#### STATED PROBLEM 1:
Do these statements agree with the passage about Fargo? Answer yes or no for each, quoting the deciding words of the passage.
(a) Fargo's population grew by more than 15% from 2010 to 2017.
(b) Fargo's median household income is $58,068.
(c) Livability named Fargo one of the ten most recession-proof cities in the country.

When the owner of Black Coffee and Waffle Bar set out to find the right spot for his third location, he found there was just something about Fargo.
There were the conventional statistics of Fargo Brad Cimaglio found very attractive.
“Your population has grown like clockwork since 1960.”
Fargo is among the country’s fastest growing cities, gaining more than 15% in population from 2010 to 2017. The local Metropolitan Council of Governmentsestimates the population of the metro to hit 330,500 by 2045, a 41% increase over the current population.
“Your per capita GDP is fantastic.”
Fargo’s median household income is $60,009. The GDP (gross domestic product) per capita for the Fargo Moorhead metro was $58,068 in 2017.
“You’re one of the only cities in the country that was recession-proof back in 2008.”
Livability named Fargo one of the seven most recession-proof cities in the country, citing Fargo’s “strong and educated workforce,” and its “under-the-radar cool factor the rest of the country is just now starting to discover.”

#### STATED PROBLEM 2:
Turn the rows from the line containing "[indicate] the night" through the end of the rows into a numbered list, leaving out blank lines and any pictures.

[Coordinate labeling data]
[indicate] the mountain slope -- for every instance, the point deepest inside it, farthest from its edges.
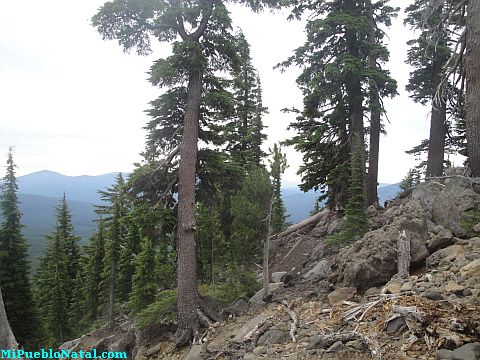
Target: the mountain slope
(39, 219)
(51, 184)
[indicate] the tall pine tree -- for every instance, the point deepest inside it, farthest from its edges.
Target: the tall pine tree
(56, 277)
(14, 266)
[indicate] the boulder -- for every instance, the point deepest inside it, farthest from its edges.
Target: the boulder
(469, 351)
(443, 239)
(453, 288)
(371, 261)
(444, 354)
(472, 269)
(341, 294)
(336, 347)
(195, 353)
(257, 299)
(476, 228)
(273, 337)
(237, 308)
(277, 276)
(393, 287)
(447, 203)
(320, 271)
(396, 325)
(247, 327)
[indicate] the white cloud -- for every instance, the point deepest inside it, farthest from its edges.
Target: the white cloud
(75, 104)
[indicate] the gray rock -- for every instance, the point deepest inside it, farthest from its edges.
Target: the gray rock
(273, 337)
(260, 350)
(341, 294)
(246, 328)
(444, 354)
(433, 295)
(277, 276)
(476, 228)
(469, 351)
(320, 271)
(336, 347)
(355, 344)
(437, 229)
(443, 239)
(257, 299)
(372, 291)
(195, 353)
(396, 325)
(237, 308)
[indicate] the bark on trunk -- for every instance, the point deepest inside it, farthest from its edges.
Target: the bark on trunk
(473, 86)
(266, 253)
(111, 295)
(354, 89)
(375, 125)
(438, 129)
(7, 340)
(188, 301)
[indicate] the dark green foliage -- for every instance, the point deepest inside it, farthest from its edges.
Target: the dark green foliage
(241, 285)
(250, 208)
(162, 311)
(334, 85)
(56, 279)
(128, 253)
(278, 164)
(93, 288)
(410, 181)
(14, 266)
(356, 221)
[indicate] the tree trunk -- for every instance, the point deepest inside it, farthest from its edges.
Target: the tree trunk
(438, 128)
(473, 86)
(111, 295)
(375, 125)
(266, 253)
(7, 340)
(436, 143)
(187, 297)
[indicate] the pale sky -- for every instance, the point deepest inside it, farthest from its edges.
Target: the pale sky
(73, 103)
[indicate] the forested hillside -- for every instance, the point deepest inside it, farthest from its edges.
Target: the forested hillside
(159, 262)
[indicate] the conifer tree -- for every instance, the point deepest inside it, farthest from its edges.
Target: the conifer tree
(428, 54)
(93, 289)
(128, 253)
(201, 42)
(14, 266)
(250, 208)
(278, 165)
(55, 284)
(334, 59)
(115, 212)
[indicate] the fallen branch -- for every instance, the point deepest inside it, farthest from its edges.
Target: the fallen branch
(293, 315)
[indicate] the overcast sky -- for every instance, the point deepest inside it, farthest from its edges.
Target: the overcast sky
(74, 104)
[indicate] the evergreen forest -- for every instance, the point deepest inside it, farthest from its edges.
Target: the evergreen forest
(187, 232)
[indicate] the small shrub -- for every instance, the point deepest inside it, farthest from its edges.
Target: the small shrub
(163, 310)
(245, 285)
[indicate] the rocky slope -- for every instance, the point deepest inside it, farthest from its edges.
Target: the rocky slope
(353, 302)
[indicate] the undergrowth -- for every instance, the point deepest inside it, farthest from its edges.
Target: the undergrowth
(164, 311)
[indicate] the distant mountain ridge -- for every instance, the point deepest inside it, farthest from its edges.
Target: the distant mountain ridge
(51, 184)
(41, 191)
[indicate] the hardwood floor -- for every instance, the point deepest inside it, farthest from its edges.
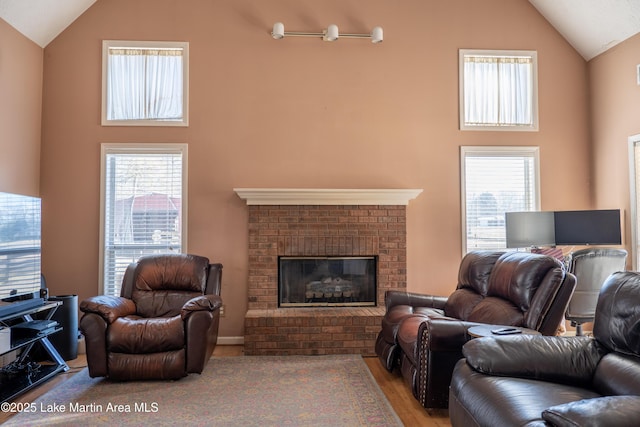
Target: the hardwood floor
(410, 412)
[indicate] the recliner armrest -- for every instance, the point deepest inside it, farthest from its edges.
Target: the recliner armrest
(618, 411)
(393, 298)
(570, 360)
(108, 307)
(201, 303)
(445, 333)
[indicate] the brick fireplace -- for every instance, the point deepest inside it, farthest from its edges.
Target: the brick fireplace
(294, 222)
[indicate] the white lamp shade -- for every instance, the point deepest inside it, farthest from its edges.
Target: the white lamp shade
(376, 35)
(332, 33)
(278, 30)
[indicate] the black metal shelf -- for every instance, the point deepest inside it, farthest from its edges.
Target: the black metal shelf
(12, 385)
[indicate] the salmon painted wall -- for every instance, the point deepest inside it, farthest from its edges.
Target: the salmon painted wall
(20, 112)
(615, 103)
(303, 113)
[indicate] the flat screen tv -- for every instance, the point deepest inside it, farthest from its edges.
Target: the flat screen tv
(590, 227)
(20, 225)
(529, 229)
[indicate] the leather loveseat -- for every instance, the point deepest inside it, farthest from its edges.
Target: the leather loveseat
(561, 381)
(424, 334)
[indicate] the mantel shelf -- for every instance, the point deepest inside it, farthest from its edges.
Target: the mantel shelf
(326, 196)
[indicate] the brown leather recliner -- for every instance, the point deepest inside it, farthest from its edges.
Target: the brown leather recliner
(424, 334)
(164, 324)
(557, 381)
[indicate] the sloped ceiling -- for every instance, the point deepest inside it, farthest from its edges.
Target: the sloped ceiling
(590, 26)
(42, 20)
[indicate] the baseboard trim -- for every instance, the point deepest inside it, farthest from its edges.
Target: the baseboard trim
(230, 341)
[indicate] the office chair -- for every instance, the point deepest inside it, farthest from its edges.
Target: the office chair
(591, 268)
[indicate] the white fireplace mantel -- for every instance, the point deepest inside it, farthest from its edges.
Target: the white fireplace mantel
(326, 196)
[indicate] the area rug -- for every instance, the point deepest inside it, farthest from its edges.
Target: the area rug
(232, 391)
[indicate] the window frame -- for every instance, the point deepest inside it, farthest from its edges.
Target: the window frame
(496, 151)
(108, 44)
(534, 127)
(634, 176)
(139, 148)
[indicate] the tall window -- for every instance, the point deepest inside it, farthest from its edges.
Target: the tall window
(143, 206)
(145, 83)
(498, 90)
(495, 180)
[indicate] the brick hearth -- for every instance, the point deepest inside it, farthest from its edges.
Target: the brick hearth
(319, 230)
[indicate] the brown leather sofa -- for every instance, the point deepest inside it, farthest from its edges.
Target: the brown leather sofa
(164, 324)
(560, 381)
(424, 334)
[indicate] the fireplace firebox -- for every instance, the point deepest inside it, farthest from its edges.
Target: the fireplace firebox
(327, 281)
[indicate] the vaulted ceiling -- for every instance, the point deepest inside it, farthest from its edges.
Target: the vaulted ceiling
(590, 26)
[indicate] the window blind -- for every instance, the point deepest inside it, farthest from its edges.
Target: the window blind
(143, 209)
(496, 181)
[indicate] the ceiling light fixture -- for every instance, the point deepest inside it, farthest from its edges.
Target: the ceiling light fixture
(330, 34)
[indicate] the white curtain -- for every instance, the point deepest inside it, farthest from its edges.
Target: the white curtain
(144, 84)
(498, 91)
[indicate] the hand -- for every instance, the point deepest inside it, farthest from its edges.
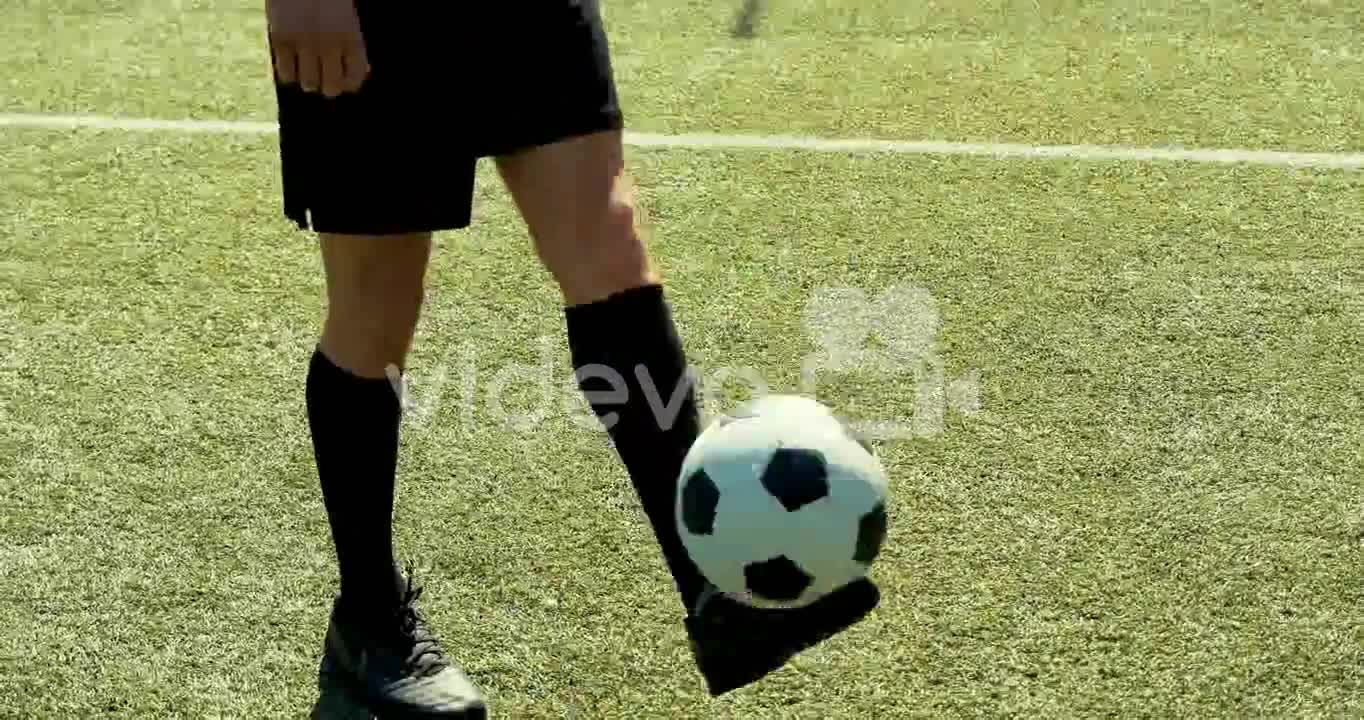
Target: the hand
(318, 45)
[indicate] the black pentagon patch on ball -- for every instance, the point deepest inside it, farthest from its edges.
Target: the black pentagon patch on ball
(870, 533)
(700, 498)
(778, 578)
(797, 476)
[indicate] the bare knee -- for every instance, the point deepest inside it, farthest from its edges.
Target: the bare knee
(375, 289)
(580, 207)
(602, 252)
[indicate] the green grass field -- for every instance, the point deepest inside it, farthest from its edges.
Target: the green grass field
(1157, 510)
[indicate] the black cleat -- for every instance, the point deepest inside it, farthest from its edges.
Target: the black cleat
(390, 666)
(735, 645)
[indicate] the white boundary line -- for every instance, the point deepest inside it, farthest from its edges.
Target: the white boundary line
(775, 142)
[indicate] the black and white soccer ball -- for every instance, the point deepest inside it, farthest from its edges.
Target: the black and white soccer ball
(780, 503)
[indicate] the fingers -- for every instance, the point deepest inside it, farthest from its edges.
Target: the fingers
(356, 67)
(329, 67)
(285, 64)
(310, 67)
(333, 72)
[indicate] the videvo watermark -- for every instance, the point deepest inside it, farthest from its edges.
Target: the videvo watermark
(891, 338)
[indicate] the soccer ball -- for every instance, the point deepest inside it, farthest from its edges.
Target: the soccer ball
(780, 503)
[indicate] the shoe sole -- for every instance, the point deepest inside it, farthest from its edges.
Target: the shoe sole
(337, 701)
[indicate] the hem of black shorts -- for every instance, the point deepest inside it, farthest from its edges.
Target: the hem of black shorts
(600, 122)
(332, 225)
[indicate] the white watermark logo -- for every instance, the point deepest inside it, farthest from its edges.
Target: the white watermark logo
(891, 338)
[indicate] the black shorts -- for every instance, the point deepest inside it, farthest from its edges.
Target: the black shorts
(449, 83)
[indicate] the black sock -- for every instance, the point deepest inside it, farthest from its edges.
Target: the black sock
(355, 442)
(625, 332)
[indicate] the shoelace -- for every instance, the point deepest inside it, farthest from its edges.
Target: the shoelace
(424, 655)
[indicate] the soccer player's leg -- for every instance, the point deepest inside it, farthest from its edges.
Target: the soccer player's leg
(579, 205)
(351, 173)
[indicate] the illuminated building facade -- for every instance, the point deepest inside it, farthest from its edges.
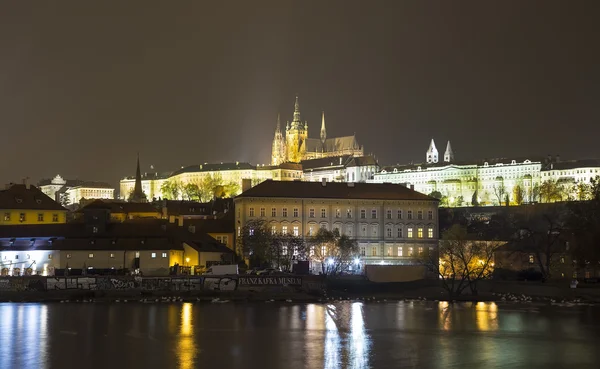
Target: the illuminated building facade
(295, 146)
(24, 204)
(74, 190)
(392, 224)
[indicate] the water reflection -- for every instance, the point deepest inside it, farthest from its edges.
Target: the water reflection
(186, 345)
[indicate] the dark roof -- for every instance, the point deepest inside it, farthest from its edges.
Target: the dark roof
(148, 235)
(116, 206)
(214, 167)
(20, 196)
(334, 190)
(573, 164)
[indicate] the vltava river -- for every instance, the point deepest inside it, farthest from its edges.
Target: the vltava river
(289, 335)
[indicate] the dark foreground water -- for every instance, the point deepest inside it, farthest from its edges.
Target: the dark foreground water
(275, 335)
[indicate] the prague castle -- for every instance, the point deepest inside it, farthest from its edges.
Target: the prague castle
(295, 145)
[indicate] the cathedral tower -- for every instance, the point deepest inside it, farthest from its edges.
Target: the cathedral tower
(448, 155)
(278, 150)
(296, 136)
(432, 153)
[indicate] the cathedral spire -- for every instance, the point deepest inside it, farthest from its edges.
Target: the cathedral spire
(432, 153)
(138, 194)
(448, 155)
(323, 131)
(296, 112)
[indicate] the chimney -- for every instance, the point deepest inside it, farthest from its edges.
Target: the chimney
(246, 184)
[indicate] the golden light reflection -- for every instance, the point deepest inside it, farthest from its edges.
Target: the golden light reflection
(359, 340)
(186, 345)
(486, 316)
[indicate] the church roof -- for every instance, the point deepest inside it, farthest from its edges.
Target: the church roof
(334, 190)
(332, 144)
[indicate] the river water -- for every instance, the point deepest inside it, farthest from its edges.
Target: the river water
(289, 335)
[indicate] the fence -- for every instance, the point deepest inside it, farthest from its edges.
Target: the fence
(171, 284)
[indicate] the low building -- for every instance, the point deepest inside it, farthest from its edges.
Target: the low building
(97, 246)
(121, 211)
(74, 190)
(26, 204)
(392, 224)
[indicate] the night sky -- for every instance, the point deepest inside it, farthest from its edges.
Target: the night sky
(84, 87)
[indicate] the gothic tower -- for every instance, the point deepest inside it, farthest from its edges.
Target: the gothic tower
(296, 137)
(278, 150)
(138, 194)
(432, 153)
(323, 131)
(448, 155)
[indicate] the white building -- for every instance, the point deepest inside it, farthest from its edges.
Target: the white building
(488, 182)
(74, 190)
(392, 224)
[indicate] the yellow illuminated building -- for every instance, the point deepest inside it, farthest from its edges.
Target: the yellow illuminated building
(25, 204)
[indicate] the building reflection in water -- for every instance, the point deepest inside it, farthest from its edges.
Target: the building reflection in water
(24, 335)
(186, 344)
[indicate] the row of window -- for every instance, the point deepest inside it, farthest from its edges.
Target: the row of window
(23, 217)
(420, 231)
(390, 214)
(400, 251)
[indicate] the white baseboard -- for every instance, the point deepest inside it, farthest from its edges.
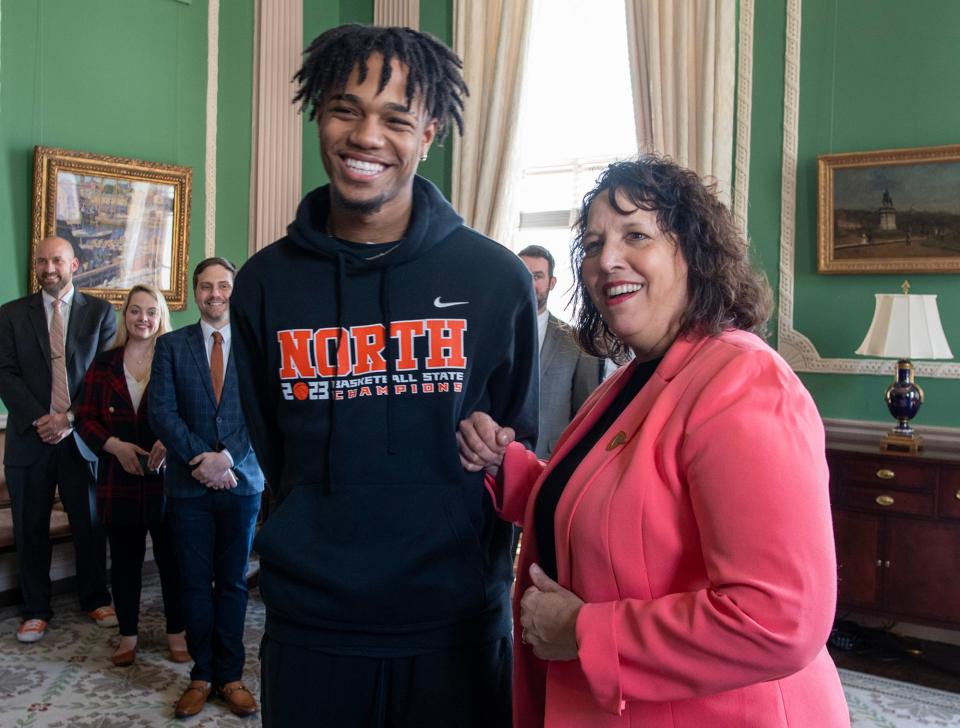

#### WRITTEN ANSWER 1:
(a) Yes: "gaining more than 15% in population from 2010 to 2017"
(b) No: "Fargo’s median household income is $60,009"
(c) No: "one of the seven most recession-proof cities in the country"

#### WRITTEN ANSWER 2:
1. [indicate] the night sky -- for every instance, the point deepest inside it, farthest from its edges.
2. Target: the night sky
3. (84, 87)
4. [indicate] the gothic tower -- for every instance, the point deepest inside it, farthest from its edges.
5. Target: the gothic tower
6. (296, 137)
7. (278, 150)
8. (138, 194)
9. (432, 153)
10. (323, 131)
11. (448, 155)
12. [indicate] the white building -- for every instance, the point deepest inside it, farthest from its edges.
13. Target: the white building
14. (488, 182)
15. (74, 190)
16. (392, 224)
17. [indicate] the yellow illuminated building -- for every instance, the point deepest inside it, farthest from its edges.
18. Target: the yellow illuminated building
19. (25, 204)
20. [indicate] the building reflection in water -- for every instance, the point deepest inside it, farthest from its edges.
21. Target: the building reflection in water
22. (24, 335)
23. (186, 344)
24. [indicate] the row of window -- for every instance, the point deepest inside it, farthest from its edges.
25. Target: the row of window
26. (23, 217)
27. (420, 231)
28. (390, 214)
29. (400, 251)
30. [indicate] the white baseboard -- for every instance, the point deepest inside it, farthest from its edges.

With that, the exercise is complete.